REQUIRED TASK A » Output the part of the thread on passing a DataFrame slice between tasks that starts at "I know it is" and ends at "COLS = kwargs(a=str, b=str)".

EXCERPT »
Hi all! Is there a way to pass a slice of a DataFr...
# ask-the-community
v
Hi all! Is there a way to pass a slice of a DataFrame returned from one task to another, instead of sending all of it due it's a promise?
In this case, other than a dynamic workflow
y
not sure what you mean - what you’re describing is the default case actually
can you copy/paste your code?
v
Sure, is something like that:
Copy code
@workflow
def main_workflow()-> pd.DataFrame:

    dataset = get_dataframe_from_bq(...)
    # How can I do this?
    sliced_dataset = dataset[['col_a', 'col_b']].copy()
    # Or this?
    result = process_task(
        dataset=dataset[['col_a', 'col_b']]
    )

# Where
@task
def process_task(dataset: pd.DataFrame) -> pd.DataFrame:
    ...
    return result
When I try this, I get the promise error.
Ah, and the
get_dataframe_from_bq
is a task
k
you can’t do that for now because dataset is a promise. you could create a new task
get_sliced_dataset
that return sliced data.
v
Cool I was thinking in this approach, but wanted to be sure if there is any other way Thanks guys!
k
another approach is using annotation. like
Copy code
def process_task(dataset: Annotated[pd.DataFrame, kwtypes(col_a=int, col_b=int)])
you can pass entire dataset to
process_task
, but
process_task
will read subset of dataframe from s3
v
I'm trying the annotation solution, but for some reason, when I upload the workflow to my cluster, it giving me this error:
Copy code
Error: Connection Info: [Endpoint: dns:///flyte.hurb-data.com, InsecureConnection?: false, AuthMode: Pkce]: rpc error: code = Unavailable desc = unexpected HTTP status code received from server: 502 (Bad Gateway); transport: received unexpected content-type "text/html"
I know it is only this workflow because I have another tasks/workflows that are registering just fine
y
can you copy paste the code
v
Copy code
@workflow
def wf() -> pd.DataFrame:
    df = pd.read_csv(...)
    output = annotated_task(df=df)
    return output

COLS = kwargs(a=str, b=str)

@task
def annotated_task(df: Annotated[pd.DataFrame, COLS]) -> pd.DataFrame:
    ...
    return df
Is something like this. I've followed the doc @Kevin Su sent previously
The read_csv line its just for this explanation. In my case, I'm querying from BQ in a task just for this.
152 Views

REQUIRED TASK B » From the records below, pick out each line that contains the word "roof".

Items from a dataset »
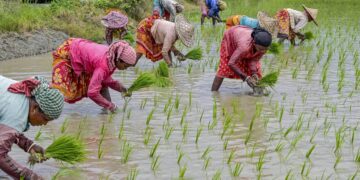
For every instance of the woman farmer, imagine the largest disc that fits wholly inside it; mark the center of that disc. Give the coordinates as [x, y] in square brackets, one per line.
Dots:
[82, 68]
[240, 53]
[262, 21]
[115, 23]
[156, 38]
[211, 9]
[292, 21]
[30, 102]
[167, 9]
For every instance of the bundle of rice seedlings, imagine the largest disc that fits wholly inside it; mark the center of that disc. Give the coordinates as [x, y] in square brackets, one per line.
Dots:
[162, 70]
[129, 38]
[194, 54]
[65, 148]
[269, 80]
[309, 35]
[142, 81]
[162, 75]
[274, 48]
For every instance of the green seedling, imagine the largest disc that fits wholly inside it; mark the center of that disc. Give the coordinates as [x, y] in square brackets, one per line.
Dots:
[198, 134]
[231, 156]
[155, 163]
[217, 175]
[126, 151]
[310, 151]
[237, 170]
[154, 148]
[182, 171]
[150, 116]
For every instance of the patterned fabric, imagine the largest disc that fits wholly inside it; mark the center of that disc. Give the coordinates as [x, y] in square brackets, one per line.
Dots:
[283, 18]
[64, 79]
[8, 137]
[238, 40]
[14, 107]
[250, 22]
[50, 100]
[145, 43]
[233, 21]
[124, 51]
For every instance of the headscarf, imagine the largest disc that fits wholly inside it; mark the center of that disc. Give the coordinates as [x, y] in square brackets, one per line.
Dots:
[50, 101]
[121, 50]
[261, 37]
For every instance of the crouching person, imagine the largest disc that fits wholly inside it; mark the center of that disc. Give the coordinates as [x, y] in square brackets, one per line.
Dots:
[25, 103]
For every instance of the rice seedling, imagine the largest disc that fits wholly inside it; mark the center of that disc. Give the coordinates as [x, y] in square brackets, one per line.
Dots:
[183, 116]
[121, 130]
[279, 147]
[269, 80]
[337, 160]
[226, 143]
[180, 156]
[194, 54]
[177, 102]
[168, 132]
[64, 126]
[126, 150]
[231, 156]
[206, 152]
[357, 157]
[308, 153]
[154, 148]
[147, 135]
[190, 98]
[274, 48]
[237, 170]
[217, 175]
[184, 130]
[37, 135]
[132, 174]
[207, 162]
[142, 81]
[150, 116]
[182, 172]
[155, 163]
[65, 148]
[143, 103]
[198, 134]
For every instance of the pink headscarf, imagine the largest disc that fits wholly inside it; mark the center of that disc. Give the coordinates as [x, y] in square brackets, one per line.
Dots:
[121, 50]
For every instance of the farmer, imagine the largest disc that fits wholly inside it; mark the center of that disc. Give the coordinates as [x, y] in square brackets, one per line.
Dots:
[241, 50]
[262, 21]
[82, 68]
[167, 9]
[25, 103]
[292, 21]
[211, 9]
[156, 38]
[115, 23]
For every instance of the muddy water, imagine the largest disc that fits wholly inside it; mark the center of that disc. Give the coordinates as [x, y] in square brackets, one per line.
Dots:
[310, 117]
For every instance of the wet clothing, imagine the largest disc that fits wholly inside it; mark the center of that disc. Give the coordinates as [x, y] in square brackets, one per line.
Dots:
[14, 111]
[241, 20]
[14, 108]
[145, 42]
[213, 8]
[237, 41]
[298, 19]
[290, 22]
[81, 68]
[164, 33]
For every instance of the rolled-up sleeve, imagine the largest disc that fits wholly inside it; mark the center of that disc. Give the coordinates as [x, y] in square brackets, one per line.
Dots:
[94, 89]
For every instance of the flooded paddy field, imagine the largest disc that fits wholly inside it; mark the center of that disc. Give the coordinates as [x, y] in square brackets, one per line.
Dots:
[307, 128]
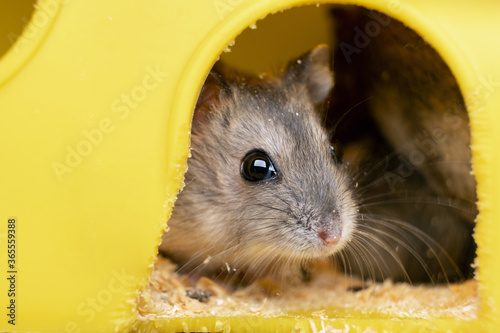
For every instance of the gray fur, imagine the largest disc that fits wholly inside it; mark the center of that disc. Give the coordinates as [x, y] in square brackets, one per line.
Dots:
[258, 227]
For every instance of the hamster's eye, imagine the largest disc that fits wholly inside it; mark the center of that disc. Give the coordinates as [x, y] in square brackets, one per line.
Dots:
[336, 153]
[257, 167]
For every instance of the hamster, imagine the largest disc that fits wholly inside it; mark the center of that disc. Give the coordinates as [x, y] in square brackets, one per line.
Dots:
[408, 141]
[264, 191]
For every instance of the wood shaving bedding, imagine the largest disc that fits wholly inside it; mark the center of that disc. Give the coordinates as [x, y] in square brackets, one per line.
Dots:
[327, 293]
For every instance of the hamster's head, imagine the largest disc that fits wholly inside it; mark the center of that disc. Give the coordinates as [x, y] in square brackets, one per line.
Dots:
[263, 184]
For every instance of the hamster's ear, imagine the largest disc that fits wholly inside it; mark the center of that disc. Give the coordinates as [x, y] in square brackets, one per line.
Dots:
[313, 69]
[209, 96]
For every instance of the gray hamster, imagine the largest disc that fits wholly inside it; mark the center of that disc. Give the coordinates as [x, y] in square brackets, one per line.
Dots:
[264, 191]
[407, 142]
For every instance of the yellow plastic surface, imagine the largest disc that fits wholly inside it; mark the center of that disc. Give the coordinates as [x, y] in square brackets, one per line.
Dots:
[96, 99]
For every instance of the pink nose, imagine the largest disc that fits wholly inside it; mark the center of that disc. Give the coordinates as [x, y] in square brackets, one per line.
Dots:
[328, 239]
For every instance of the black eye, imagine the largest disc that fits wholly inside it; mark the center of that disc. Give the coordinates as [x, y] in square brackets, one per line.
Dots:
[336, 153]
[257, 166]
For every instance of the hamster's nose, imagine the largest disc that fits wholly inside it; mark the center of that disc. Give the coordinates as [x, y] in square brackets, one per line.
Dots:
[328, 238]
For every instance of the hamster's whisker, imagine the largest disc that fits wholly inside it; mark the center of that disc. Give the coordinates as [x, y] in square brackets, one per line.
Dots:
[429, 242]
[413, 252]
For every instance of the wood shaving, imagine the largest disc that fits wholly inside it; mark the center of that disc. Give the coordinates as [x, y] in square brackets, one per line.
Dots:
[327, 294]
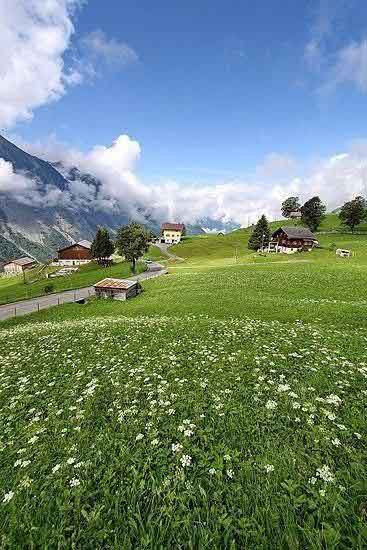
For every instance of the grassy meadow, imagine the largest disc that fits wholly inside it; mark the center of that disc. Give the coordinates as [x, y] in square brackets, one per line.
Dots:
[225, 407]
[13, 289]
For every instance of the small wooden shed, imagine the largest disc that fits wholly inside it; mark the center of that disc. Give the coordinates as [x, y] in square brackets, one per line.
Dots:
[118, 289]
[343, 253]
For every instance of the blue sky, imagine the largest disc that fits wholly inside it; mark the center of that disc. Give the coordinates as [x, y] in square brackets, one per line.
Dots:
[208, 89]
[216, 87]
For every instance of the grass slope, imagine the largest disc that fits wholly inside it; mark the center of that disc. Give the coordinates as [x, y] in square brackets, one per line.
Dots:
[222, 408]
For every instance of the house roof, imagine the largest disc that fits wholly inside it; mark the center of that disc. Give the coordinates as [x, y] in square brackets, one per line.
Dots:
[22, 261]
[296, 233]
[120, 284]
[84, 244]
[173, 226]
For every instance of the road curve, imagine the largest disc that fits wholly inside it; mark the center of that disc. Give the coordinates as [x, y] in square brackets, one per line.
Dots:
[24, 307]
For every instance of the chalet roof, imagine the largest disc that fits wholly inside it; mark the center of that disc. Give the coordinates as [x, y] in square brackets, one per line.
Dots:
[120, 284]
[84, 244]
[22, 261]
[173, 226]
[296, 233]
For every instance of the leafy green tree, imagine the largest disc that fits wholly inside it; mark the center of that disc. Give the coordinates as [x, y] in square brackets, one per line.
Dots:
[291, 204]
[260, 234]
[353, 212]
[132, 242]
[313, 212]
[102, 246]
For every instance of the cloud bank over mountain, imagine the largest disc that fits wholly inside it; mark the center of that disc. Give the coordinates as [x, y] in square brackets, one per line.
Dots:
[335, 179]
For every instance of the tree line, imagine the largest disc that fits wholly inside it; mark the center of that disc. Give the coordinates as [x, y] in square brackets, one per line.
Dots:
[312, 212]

COMPLETE RESPONSE A »
I know it is only this workflow because I have another tasks/workflows that are registering just fine
y
can you copy paste the code
v
Copy code
@workflow
def wf() -> pd.DataFrame:
    df = pd.read_csv(...)
    output = annotated_task(df=df)
    return output

COLS = kwargs(a=str, b=str)

COMPLETE RESPONSE B »
For every instance of the house roof, imagine the largest disc that fits wholly inside it; mark the center of that disc. Give the coordinates as [x, y] in square brackets, one per line.
For every instance of the chalet roof, imagine the largest disc that fits wholly inside it; mark the center of that disc. Give the coordinates as [x, y] in square brackets, one per line.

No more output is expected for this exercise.